What you will do. From the line with "Can you find the white" to the final line, print the records exactly as they are.

** Data for analysis follows **

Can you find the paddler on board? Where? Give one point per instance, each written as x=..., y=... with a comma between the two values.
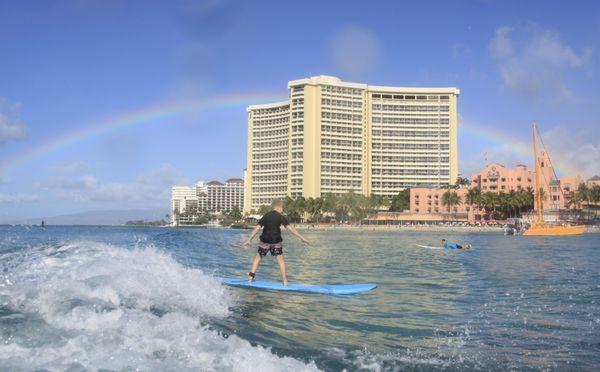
x=450, y=245
x=270, y=239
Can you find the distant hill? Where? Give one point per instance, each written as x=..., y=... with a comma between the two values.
x=114, y=217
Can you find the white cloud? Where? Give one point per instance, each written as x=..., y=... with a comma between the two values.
x=459, y=50
x=578, y=152
x=18, y=198
x=10, y=126
x=152, y=189
x=536, y=63
x=355, y=50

** End of Data for analysis **

Exercise response.
Can you find the white cloud? Where? Give one point per instance, each written as x=..., y=... with a comma between the two values.
x=459, y=50
x=578, y=152
x=18, y=198
x=10, y=126
x=152, y=189
x=536, y=63
x=355, y=50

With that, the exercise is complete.